BRIEF »
A faithful transcription of all the data is required.
>> Begin INPUT DATA
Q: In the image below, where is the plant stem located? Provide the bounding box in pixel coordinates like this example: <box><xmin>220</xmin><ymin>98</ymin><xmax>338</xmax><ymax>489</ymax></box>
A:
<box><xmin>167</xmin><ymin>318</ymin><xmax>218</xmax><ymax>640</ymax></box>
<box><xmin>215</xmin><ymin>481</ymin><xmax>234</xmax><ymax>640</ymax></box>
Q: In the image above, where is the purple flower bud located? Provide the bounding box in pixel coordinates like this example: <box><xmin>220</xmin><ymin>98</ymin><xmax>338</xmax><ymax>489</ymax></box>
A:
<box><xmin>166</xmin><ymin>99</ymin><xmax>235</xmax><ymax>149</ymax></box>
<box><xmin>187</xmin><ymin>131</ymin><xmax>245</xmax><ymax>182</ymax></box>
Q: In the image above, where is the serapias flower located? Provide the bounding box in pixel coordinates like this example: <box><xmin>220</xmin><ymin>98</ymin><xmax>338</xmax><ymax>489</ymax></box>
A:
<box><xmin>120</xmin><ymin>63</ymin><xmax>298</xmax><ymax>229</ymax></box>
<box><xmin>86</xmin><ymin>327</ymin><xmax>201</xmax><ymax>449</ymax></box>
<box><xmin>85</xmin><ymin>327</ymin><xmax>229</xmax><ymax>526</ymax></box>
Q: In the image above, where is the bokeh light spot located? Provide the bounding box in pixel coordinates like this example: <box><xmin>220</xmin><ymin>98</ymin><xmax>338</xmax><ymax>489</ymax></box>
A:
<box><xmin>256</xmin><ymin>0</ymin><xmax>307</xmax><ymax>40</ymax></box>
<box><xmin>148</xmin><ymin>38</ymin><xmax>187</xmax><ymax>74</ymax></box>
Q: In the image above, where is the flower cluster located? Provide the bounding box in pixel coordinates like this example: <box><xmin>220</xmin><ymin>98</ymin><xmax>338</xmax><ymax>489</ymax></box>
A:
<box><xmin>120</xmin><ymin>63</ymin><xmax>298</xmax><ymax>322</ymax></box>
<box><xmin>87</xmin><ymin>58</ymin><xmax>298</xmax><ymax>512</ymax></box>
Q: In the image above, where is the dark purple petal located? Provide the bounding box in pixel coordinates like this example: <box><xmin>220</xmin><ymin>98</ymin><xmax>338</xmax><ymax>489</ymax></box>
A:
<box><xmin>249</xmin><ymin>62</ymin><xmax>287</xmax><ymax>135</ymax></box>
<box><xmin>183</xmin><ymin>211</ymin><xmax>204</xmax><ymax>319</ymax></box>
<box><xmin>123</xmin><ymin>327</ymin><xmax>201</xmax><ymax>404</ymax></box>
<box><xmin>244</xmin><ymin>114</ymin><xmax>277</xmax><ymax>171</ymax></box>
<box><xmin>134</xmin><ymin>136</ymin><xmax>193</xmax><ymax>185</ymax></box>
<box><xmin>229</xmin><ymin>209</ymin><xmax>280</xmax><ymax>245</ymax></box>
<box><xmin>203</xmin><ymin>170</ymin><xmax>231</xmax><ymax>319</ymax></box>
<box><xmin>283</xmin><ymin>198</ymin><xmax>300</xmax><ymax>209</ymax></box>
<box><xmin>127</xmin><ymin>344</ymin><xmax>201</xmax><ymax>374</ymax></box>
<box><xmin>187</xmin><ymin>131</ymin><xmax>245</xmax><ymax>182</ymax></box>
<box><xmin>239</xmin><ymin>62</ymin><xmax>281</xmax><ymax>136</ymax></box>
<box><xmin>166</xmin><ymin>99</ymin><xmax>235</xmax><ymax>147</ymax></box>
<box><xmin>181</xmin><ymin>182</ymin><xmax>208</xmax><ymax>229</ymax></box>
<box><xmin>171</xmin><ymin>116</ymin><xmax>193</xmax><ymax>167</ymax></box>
>> End INPUT DATA
ANSWER TO THE TASK »
Q: In the image below, where is the plant stem located? Provide the bounding box in pixel coordinates like this example: <box><xmin>220</xmin><ymin>98</ymin><xmax>338</xmax><ymax>489</ymax></box>
A:
<box><xmin>167</xmin><ymin>318</ymin><xmax>218</xmax><ymax>640</ymax></box>
<box><xmin>215</xmin><ymin>481</ymin><xmax>234</xmax><ymax>640</ymax></box>
Q: In the image above, where is the purple flower bud located? Provide the bounding box in pixel coordinates like this example: <box><xmin>220</xmin><ymin>98</ymin><xmax>338</xmax><ymax>489</ymax></box>
A:
<box><xmin>166</xmin><ymin>99</ymin><xmax>235</xmax><ymax>149</ymax></box>
<box><xmin>187</xmin><ymin>131</ymin><xmax>245</xmax><ymax>182</ymax></box>
Q: In the image above, where is the serapias flower located? Provide the bounding box in pixel coordinates like this example: <box><xmin>220</xmin><ymin>98</ymin><xmax>338</xmax><ymax>489</ymax></box>
A:
<box><xmin>120</xmin><ymin>63</ymin><xmax>298</xmax><ymax>229</ymax></box>
<box><xmin>86</xmin><ymin>327</ymin><xmax>201</xmax><ymax>449</ymax></box>
<box><xmin>85</xmin><ymin>327</ymin><xmax>229</xmax><ymax>526</ymax></box>
Q: In the image above, where is the bokeh light spot located? Provide the bounding box in pixel coordinates like this example: <box><xmin>220</xmin><ymin>98</ymin><xmax>338</xmax><ymax>489</ymax></box>
A:
<box><xmin>256</xmin><ymin>0</ymin><xmax>307</xmax><ymax>40</ymax></box>
<box><xmin>148</xmin><ymin>38</ymin><xmax>187</xmax><ymax>74</ymax></box>
Q: In the image above, where is the flower cluster located? Provide the bounding box in pixel coordinates like this example: <box><xmin>220</xmin><ymin>98</ymin><xmax>338</xmax><ymax>489</ymax></box>
A:
<box><xmin>120</xmin><ymin>63</ymin><xmax>298</xmax><ymax>322</ymax></box>
<box><xmin>87</xmin><ymin>58</ymin><xmax>298</xmax><ymax>512</ymax></box>
Q: In the image above, where is the dark purple petal located? Provide the bounding box in pixel coordinates like this example: <box><xmin>220</xmin><ymin>98</ymin><xmax>338</xmax><ymax>489</ymax></box>
A:
<box><xmin>249</xmin><ymin>62</ymin><xmax>287</xmax><ymax>135</ymax></box>
<box><xmin>183</xmin><ymin>211</ymin><xmax>204</xmax><ymax>319</ymax></box>
<box><xmin>123</xmin><ymin>327</ymin><xmax>201</xmax><ymax>404</ymax></box>
<box><xmin>244</xmin><ymin>114</ymin><xmax>277</xmax><ymax>171</ymax></box>
<box><xmin>134</xmin><ymin>136</ymin><xmax>193</xmax><ymax>185</ymax></box>
<box><xmin>229</xmin><ymin>209</ymin><xmax>280</xmax><ymax>245</ymax></box>
<box><xmin>203</xmin><ymin>170</ymin><xmax>231</xmax><ymax>319</ymax></box>
<box><xmin>283</xmin><ymin>198</ymin><xmax>300</xmax><ymax>209</ymax></box>
<box><xmin>127</xmin><ymin>344</ymin><xmax>201</xmax><ymax>374</ymax></box>
<box><xmin>187</xmin><ymin>131</ymin><xmax>245</xmax><ymax>182</ymax></box>
<box><xmin>239</xmin><ymin>62</ymin><xmax>281</xmax><ymax>136</ymax></box>
<box><xmin>166</xmin><ymin>99</ymin><xmax>235</xmax><ymax>147</ymax></box>
<box><xmin>181</xmin><ymin>182</ymin><xmax>208</xmax><ymax>229</ymax></box>
<box><xmin>171</xmin><ymin>116</ymin><xmax>193</xmax><ymax>167</ymax></box>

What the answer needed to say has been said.